◆ **Excerpt to read**:
Summary
SPsimSeq is a semi-parametric simulation method for bulk and single cell RNA sequencing data. It simulates data from a good estimate of the actual distribution of a given real RNA-seq dataset. In contrast to existing approaches that assume a particular data distribution, our method constructs an empirical distribution of gene expression data from a given source RNA-seq experiment to faithfully capture the data characteristics of real data. Importantly, our method can be used to simulate a wide range of scenarios, such as single or multiple biological groups, systematic variations (e.g. confounding batch effects), and different sample sizes. It can also be used to simulate different gene expression units resulting from different library preparation protocols, such as read counts or UMI counts.
Availability and implementation The R package and associated documentation is available from https://github.com/CenterForStatistics-UGent/SPsimSeq.
Introduction
The number of computational tools for the analysis of bulk and single cell RNA sequencing (scRNA-seq) data is growing rapidly [8]. Several methods have been introduced for a single task, e.g. testing for differential gene expression (DGE). These tools typically pass through an evaluation process, often focusing on false discovery rate control and sensitivity. While such an evaluation often relies on simulated data with a built-in truth, to realistically assess the performance of these data analysis tools, the simulated data must faithfully recapitulate the data characteristics of real data [6, 5].
Various methods have been proposed for simulating either bulk or single cell RNA-seq data. The starting point is typically a distributional assumption of the gene expression data, for example the (zero inflated) negative binomial distribution [7]. While these parametric simulation methods are flexible and allow simulating various scenarios by generating synthetic data with good fit to the real data [5], such strong distributional assumptions do not hold in general. Due to the intrinsic biological variability and technical noise, scRNA-seq data sometimes show multimodal distributions [2]. There are also fully non-parametric approaches that employ subsampling from real data [3]. Although non-parametric simulators generate realistic synthetic data, they have limited flexibility and require a large source dataset to subsample from [1].
Here, we present a new simulation procedure for simulating bulk and single cell RNA-seq data. It is designed to maximally retain the characteristics of real RNA sequencing data with reasonable flexibility to simulate a wide range of scenarios. In a first step, the logarithmic counts per million (log-CPM) values from a given real data set are used for semi-parametrically estimating gene-wise distributions. This method is based on a fast log-linear model estimation approach developed by [4]. Arbitrarily large datasets, with realistically varying library sizes, can be sampled from these distributions. Our method has an additional step to explicitly account for the high abundance of zero counts, typical for scRNA-seq data. This step models the probability of zero counts as a function of the mean expression of the gene and the library size (read depth) of the cell (both in log scale). Zero counts are then added to the simulated data such that the observed relationship (zero probability to mean expression and library size) is maintained. In addition, our method simulates DGE by separately estimating the distributions of the gene expression from the different populations (for example treatment groups) in the source data, and subsequently sampling a new dataset from each group.

◆ **Data listing**:
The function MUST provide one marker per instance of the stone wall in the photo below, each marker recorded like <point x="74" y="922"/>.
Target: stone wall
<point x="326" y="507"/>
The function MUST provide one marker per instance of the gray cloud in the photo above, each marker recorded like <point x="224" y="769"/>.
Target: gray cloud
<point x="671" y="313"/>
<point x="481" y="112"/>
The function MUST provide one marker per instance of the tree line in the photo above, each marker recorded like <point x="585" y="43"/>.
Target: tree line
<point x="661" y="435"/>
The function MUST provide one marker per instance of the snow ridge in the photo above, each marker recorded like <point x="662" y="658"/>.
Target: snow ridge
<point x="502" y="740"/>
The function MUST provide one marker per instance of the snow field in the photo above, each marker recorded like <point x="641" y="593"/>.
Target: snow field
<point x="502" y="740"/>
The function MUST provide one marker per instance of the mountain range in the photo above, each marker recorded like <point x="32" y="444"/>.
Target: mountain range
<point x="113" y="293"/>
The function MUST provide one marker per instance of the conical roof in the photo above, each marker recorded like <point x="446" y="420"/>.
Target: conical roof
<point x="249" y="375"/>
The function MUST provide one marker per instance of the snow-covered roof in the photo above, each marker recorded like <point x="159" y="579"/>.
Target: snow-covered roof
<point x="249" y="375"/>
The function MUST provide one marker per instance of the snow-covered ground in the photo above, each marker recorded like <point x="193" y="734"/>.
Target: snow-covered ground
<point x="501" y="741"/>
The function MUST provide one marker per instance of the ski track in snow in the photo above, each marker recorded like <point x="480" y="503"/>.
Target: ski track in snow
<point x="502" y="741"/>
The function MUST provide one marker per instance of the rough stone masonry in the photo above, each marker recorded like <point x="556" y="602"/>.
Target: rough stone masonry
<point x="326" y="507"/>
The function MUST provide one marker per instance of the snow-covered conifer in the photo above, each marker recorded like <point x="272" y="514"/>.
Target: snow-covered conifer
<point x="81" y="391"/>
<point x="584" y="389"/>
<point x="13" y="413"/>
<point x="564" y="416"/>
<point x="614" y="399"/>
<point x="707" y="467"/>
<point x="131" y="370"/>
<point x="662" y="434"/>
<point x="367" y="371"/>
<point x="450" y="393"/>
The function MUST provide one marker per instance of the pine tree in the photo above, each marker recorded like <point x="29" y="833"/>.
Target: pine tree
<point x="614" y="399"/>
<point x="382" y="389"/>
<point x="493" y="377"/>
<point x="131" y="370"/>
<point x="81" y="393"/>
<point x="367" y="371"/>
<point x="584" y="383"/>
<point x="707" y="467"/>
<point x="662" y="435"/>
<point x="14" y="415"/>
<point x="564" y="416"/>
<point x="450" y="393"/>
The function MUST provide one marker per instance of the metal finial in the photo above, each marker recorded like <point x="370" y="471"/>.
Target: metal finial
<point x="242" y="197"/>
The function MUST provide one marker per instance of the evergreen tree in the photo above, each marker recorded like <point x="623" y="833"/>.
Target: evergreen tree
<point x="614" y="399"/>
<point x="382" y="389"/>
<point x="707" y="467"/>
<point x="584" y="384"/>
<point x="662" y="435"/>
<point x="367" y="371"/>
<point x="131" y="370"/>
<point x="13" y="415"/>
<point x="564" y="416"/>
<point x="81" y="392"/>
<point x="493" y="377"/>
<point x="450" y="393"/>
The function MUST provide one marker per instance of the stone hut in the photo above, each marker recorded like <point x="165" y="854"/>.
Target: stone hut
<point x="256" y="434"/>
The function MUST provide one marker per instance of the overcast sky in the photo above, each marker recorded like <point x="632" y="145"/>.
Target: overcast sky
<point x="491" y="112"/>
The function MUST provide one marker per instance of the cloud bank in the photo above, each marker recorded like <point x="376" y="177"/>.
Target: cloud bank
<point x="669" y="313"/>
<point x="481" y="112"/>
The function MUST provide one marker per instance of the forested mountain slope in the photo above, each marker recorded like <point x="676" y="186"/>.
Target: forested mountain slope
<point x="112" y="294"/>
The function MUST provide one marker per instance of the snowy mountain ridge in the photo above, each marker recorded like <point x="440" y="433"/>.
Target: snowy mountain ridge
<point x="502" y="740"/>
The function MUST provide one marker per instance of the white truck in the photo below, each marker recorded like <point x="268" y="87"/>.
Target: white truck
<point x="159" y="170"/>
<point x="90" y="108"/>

◆ **Task instructions**:
A. In the text on SPsimSeq, what two quantities are used to model the probability of zero counts?
B. Transcribe the part of the text on SPsimSeq that opens with the words containing "Availability and implementation" and closes with "data [6, 5].".

◆ **List of answers**:
A. The mean expression of the gene and the library size (read depth) of the cell, both in log scale.

B.
Availability and implementation The R package and associated documentation is available from https://github.com/CenterForStatistics-UGent/SPsimSeq.
Introduction
The number of computational tools for the analysis of bulk and single cell RNA sequencing (scRNA-seq) data is growing rapidly [8]. Several methods have been introduced for a single task, e.g. testing for differential gene expression (DGE). These tools typically pass through an evaluation process, often focusing on false discovery rate control and sensitivity. While such an evaluation often relies on simulated data with a built-in truth, to realistically assess the performance of these data analysis tools, the simulated data must faithfully recapitulate the data characteristics of real data [6, 5].